Start at the line with "target: laptop" in the records below, stop at the line with "target: designi watermark", and return every line in that span exactly, the two end lines included.

Records provided START

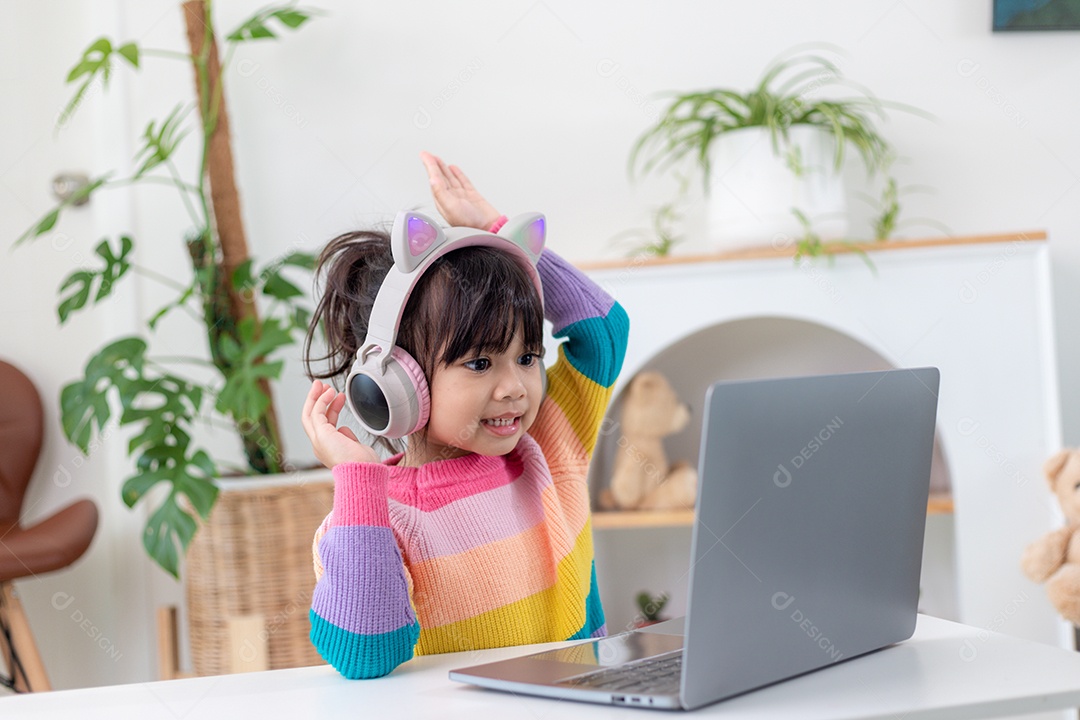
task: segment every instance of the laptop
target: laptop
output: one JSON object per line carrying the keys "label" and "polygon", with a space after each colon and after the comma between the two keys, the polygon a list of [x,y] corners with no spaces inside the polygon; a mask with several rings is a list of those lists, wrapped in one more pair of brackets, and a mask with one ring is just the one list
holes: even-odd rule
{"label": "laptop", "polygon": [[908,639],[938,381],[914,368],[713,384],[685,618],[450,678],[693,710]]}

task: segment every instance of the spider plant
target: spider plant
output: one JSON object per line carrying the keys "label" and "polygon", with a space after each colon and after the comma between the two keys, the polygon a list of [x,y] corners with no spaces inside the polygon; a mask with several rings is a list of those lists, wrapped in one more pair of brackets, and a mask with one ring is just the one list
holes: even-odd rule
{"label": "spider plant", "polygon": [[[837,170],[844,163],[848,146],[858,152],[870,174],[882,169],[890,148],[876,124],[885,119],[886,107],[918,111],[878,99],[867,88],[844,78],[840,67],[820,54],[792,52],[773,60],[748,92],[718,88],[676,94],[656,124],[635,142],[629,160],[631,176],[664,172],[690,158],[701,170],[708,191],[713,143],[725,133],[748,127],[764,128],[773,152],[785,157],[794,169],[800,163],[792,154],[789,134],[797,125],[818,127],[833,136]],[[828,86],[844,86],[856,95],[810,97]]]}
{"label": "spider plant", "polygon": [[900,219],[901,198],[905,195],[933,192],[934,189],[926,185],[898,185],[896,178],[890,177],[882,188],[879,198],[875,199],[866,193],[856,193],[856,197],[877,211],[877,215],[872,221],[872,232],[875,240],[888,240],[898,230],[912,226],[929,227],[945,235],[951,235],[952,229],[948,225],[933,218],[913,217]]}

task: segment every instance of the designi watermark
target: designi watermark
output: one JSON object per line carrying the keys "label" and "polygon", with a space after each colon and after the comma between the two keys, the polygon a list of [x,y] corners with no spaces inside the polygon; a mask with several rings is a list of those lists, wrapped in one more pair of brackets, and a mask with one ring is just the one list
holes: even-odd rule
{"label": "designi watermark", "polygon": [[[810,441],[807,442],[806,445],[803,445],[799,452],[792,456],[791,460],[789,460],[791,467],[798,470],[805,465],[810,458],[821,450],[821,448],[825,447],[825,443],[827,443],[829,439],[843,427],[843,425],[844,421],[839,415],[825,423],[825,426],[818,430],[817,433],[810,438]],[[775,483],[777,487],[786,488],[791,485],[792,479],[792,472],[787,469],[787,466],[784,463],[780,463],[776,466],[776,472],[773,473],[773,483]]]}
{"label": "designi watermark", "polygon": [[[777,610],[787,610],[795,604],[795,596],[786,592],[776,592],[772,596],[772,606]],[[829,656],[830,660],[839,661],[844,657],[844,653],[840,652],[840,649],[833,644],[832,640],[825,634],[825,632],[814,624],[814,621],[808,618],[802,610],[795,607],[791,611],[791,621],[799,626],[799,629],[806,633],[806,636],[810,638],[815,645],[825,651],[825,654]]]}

Records provided END

(Task answer)
target: laptop
output: one JSON object per line carrying the keys "label" and "polygon", with a space after each colon and after the comma between the two keys, the polygon a list of [x,y] corners with no spaces inside the polygon; a mask with several rings is a list of those lists, wrapped in one more pair of brackets, and a mask with one ring is just the one list
holes: even-odd rule
{"label": "laptop", "polygon": [[908,639],[938,381],[914,368],[713,384],[685,618],[450,678],[693,710]]}

task: segment every instance of the spider plant
target: spider plant
output: one JSON object per line carrying the keys "label" and "polygon", with a space after each colon and after the comma between the two keys, the polygon a list of [x,y] corners with no spaces inside the polygon; a mask with several rings is a list of those lists, wrapped in one more pair of brackets, and a mask with one ring is just the one list
holes: even-odd rule
{"label": "spider plant", "polygon": [[[837,170],[844,163],[848,146],[858,152],[870,174],[882,169],[890,148],[876,124],[885,119],[886,107],[918,111],[878,99],[867,88],[844,78],[840,67],[820,54],[792,52],[773,60],[748,92],[718,88],[676,94],[656,124],[635,142],[629,160],[631,176],[664,172],[690,158],[701,170],[708,191],[713,143],[725,133],[748,127],[764,128],[773,152],[785,157],[794,169],[800,163],[792,154],[789,134],[797,125],[818,127],[833,136]],[[828,86],[844,86],[856,95],[810,97]]]}
{"label": "spider plant", "polygon": [[900,219],[901,198],[905,195],[933,192],[934,189],[926,185],[898,185],[896,178],[890,177],[882,188],[879,198],[875,199],[866,193],[856,193],[856,197],[877,211],[877,215],[872,221],[872,232],[875,240],[888,240],[898,230],[912,226],[929,227],[945,235],[951,235],[952,229],[948,225],[933,218],[913,217]]}

task: segment every instance of the designi watermark
target: designi watermark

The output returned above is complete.